[Entries taken from a collection]
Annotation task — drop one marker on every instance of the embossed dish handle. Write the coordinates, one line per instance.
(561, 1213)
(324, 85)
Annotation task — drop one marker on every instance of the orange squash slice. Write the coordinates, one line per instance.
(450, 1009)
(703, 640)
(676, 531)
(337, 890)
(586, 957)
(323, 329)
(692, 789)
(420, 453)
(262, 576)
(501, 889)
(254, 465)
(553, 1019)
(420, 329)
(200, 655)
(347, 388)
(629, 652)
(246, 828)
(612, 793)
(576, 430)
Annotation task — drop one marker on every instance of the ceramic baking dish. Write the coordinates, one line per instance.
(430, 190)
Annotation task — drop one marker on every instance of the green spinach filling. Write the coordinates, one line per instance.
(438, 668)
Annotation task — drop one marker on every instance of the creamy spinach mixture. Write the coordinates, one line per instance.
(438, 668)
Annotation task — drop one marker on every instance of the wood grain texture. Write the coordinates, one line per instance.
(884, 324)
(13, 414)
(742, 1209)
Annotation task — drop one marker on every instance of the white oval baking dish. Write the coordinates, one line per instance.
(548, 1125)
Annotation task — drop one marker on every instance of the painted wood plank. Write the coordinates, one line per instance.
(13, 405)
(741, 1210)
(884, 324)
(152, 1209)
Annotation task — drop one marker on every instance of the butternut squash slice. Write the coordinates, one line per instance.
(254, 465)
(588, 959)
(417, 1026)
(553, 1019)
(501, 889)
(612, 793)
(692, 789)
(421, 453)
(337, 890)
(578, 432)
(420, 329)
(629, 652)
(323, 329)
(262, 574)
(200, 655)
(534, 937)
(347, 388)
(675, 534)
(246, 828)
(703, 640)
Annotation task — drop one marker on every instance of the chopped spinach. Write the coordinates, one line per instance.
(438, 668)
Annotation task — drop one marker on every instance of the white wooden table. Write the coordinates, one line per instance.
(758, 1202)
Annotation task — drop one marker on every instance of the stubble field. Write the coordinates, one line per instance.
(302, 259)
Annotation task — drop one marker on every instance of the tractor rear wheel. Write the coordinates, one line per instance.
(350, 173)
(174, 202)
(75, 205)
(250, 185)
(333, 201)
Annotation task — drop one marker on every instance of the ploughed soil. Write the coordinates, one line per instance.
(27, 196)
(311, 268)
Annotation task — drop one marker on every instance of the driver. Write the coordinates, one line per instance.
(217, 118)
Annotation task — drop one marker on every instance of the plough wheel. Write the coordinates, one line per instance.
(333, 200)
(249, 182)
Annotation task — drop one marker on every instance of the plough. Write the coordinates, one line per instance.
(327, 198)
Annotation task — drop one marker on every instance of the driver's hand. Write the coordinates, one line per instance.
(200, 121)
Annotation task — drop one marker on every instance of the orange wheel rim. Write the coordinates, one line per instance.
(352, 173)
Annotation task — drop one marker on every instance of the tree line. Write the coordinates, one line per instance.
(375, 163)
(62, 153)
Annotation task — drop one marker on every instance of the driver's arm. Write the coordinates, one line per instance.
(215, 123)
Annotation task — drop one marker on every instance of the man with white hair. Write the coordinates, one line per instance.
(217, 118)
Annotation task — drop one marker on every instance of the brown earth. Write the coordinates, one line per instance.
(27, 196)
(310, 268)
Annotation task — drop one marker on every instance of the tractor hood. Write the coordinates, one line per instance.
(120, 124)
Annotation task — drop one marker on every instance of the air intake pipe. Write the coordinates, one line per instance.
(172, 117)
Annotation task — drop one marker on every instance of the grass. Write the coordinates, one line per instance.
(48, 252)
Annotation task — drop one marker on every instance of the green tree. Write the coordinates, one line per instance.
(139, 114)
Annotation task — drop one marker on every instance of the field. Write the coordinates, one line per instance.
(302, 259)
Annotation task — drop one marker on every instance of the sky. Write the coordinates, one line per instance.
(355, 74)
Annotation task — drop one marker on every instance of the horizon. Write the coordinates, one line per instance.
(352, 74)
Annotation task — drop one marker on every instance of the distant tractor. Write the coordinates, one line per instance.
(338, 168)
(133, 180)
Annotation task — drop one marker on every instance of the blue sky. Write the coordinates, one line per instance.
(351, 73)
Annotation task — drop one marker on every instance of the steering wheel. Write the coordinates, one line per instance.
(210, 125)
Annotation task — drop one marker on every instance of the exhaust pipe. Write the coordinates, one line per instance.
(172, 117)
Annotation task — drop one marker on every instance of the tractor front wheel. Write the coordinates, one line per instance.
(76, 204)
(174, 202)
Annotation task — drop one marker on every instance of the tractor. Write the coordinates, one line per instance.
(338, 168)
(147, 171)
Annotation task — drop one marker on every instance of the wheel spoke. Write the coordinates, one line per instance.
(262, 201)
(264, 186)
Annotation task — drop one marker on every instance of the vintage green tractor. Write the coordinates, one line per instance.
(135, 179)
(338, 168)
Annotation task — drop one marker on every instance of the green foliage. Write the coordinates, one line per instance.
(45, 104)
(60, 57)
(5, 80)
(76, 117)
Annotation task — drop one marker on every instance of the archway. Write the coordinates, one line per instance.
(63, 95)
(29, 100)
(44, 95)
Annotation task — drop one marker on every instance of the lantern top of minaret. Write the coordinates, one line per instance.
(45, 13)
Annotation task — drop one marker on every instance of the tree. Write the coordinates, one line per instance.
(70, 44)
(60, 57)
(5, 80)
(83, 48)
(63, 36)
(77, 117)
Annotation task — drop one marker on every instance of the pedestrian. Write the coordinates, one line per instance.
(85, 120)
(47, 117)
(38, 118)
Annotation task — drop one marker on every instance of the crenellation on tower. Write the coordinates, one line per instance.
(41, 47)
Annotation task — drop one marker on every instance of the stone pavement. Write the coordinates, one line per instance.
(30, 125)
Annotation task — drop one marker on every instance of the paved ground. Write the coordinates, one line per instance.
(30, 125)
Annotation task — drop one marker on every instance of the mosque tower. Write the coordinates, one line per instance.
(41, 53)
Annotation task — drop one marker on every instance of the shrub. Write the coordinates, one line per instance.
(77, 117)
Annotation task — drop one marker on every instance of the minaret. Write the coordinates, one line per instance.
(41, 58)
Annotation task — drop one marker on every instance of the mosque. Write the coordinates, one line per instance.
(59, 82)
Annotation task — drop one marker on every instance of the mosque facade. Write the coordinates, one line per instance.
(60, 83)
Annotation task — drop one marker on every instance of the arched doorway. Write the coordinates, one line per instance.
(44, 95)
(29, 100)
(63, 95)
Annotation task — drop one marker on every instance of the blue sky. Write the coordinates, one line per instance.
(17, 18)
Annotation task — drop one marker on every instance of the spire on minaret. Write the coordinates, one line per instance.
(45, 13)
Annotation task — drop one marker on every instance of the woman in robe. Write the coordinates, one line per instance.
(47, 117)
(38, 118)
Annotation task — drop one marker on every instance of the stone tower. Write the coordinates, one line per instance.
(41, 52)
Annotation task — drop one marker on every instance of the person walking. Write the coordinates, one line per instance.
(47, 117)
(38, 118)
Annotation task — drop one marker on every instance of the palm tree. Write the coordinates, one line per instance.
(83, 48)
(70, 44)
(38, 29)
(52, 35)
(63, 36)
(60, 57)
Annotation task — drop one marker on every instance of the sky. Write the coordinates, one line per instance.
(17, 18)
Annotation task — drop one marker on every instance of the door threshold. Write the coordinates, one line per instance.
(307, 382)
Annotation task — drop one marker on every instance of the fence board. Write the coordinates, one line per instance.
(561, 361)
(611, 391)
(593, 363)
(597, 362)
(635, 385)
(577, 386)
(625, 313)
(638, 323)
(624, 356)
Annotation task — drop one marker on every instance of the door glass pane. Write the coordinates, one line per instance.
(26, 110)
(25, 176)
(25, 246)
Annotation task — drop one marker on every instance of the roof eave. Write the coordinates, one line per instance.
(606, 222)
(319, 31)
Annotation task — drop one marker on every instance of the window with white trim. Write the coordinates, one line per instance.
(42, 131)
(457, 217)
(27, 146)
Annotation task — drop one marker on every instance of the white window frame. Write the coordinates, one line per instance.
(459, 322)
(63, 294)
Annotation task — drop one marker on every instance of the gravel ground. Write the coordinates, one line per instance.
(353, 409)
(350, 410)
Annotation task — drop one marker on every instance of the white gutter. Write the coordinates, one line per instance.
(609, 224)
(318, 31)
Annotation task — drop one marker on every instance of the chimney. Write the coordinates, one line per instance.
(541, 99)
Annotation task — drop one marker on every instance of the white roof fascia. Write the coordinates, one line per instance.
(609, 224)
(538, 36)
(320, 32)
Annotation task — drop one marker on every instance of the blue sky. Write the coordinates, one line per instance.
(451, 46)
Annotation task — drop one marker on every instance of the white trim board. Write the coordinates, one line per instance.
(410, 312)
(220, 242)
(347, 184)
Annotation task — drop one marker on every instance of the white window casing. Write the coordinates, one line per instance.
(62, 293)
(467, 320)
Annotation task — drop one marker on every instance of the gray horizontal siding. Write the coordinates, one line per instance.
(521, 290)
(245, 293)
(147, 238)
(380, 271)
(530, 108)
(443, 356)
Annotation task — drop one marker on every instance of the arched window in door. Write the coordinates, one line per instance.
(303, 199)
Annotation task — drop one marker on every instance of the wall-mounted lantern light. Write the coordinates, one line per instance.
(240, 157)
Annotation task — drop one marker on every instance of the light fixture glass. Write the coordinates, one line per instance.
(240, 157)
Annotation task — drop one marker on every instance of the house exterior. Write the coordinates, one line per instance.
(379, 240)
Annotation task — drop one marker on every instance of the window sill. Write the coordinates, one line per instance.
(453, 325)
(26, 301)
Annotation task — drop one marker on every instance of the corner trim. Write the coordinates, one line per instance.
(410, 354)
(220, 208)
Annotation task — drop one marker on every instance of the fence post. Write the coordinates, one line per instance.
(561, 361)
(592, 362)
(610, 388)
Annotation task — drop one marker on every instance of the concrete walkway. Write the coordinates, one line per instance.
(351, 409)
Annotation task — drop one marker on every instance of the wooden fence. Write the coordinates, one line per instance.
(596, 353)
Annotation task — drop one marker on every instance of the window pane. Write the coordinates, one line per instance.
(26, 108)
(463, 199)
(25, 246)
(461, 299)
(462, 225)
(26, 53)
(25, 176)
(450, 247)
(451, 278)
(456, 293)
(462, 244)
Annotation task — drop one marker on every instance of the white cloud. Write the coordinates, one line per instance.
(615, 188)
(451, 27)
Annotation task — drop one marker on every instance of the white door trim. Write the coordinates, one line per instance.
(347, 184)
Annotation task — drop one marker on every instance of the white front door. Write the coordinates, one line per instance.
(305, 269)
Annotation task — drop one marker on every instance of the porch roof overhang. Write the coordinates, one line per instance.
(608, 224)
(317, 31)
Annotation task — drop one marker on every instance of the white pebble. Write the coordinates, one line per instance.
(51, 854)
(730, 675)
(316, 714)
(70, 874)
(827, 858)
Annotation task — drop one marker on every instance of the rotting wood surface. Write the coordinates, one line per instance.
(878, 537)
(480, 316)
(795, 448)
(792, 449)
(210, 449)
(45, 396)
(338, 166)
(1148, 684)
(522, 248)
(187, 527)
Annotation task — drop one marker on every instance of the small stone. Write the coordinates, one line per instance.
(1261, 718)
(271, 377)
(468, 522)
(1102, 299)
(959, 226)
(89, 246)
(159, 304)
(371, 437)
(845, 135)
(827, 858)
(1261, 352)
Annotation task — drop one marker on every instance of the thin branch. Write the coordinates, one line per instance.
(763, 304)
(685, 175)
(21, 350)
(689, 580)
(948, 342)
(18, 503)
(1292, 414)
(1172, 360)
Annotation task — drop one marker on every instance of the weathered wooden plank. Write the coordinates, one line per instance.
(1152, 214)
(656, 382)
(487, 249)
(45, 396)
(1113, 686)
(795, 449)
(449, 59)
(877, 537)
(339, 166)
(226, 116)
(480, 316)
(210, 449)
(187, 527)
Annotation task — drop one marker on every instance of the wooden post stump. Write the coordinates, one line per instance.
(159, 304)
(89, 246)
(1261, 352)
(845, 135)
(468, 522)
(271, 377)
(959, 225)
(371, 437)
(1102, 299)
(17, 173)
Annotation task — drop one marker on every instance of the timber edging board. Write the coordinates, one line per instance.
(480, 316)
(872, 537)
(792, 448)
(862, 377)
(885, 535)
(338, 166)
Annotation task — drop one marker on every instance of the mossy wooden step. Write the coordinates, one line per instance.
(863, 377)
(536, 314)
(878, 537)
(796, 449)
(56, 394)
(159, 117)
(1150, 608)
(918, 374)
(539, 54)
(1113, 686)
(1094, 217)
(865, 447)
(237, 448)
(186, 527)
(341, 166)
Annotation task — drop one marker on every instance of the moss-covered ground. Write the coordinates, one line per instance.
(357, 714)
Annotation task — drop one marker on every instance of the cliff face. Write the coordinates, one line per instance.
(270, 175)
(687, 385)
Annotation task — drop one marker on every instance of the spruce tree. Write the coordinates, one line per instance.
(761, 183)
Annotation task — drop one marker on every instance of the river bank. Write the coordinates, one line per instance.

**Task goal**
Give back the lines of the listing from the one with "of the timber" through the end, both included, exactly as written and with nothing added.

**Answer to the exercise**
Annotation task — drop one marker on every instance of the timber edging board. Write the coordinates, one line per instance.
(480, 316)
(872, 537)
(792, 448)
(862, 377)
(885, 535)
(338, 166)
Annotation task — drop one marker on every instance of the mossy wooden step. Write the coordinates, one line per instance.
(863, 377)
(536, 314)
(878, 537)
(796, 449)
(56, 394)
(159, 117)
(1150, 608)
(918, 374)
(539, 54)
(1113, 686)
(1094, 217)
(865, 447)
(237, 448)
(186, 527)
(341, 166)
Annotation task — drop one marker on every instance of the moss-covered ground. Write the coordinates, one line per instance.
(357, 714)
Annotation task — drop one marker on every instance of the cliff face. Write the coordinates, one line per instance.
(270, 175)
(687, 385)
Annotation task — drop one marker on every instance of the spruce tree. Write the coordinates, one line per instance.
(761, 183)
Annotation task — drop one marker on every instance of the river bank. Write the coordinates, one line per instance.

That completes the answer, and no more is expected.